START PROVIDED ENTRIES

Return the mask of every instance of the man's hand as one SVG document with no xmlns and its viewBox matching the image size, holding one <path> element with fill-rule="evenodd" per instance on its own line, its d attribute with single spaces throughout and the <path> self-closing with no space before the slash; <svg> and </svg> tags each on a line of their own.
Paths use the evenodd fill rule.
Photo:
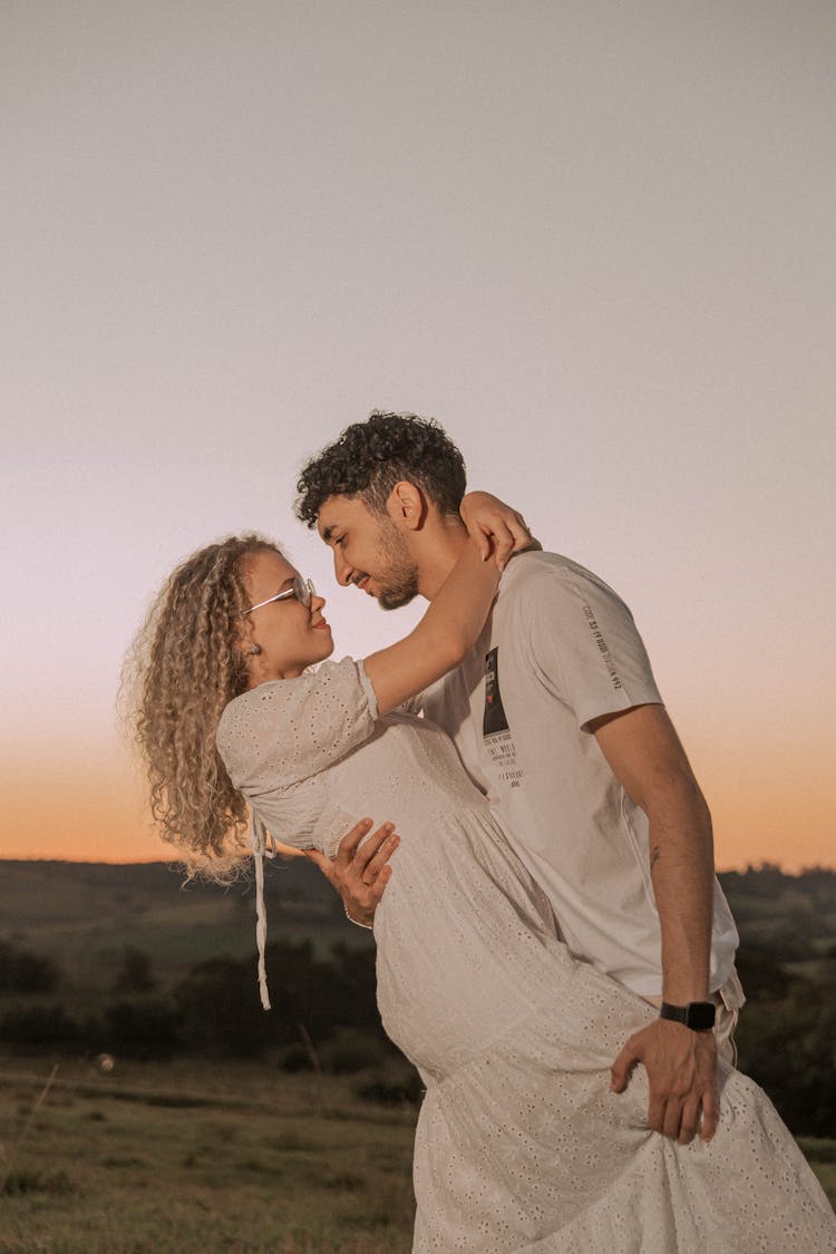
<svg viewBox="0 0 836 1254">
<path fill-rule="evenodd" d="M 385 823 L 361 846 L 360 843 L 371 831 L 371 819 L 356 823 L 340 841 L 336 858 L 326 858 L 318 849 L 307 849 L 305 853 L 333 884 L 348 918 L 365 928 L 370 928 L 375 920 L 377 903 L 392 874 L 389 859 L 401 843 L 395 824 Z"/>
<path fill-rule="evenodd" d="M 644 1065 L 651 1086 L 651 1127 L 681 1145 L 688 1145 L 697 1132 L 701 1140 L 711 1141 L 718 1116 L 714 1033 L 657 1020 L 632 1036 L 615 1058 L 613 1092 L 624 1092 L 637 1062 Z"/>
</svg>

END PROVIDED ENTRIES
START PROVIDED ENTRIES

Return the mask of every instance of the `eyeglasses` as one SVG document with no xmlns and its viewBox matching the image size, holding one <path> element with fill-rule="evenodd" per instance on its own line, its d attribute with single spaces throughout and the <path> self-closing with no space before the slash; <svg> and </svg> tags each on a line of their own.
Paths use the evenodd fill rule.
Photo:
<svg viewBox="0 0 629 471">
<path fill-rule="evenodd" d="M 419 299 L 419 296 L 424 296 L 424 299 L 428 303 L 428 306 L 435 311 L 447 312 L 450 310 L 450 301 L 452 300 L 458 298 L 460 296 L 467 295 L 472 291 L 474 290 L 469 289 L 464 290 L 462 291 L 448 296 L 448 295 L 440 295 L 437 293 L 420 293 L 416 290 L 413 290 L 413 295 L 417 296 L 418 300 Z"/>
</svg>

END PROVIDED ENTRIES

> THE EXERCISE:
Copy verbatim the part of the entries above that opens with the line containing "Return the mask of every instance of the man's" and closes with the line containing "385 823 L 361", both of those lines included. Leave the pictures out of your answer.

> FINISHED ANSWER:
Return the mask of every instance of the man's hand as one SVG document with no xmlns and its viewBox matching the image size, holding one <path> element with fill-rule="evenodd" per instance on its own line, its d attribute with single spaces throughout and the <path> self-closing with no space before the slash; <svg> and </svg> tags each on a line of their own.
Paths use the evenodd fill rule.
Photo:
<svg viewBox="0 0 836 1254">
<path fill-rule="evenodd" d="M 385 823 L 361 846 L 360 843 L 371 831 L 371 819 L 356 823 L 340 841 L 336 858 L 326 858 L 318 849 L 307 849 L 305 853 L 333 884 L 348 918 L 365 928 L 370 928 L 375 920 L 377 903 L 392 874 L 389 859 L 401 843 L 395 824 Z"/>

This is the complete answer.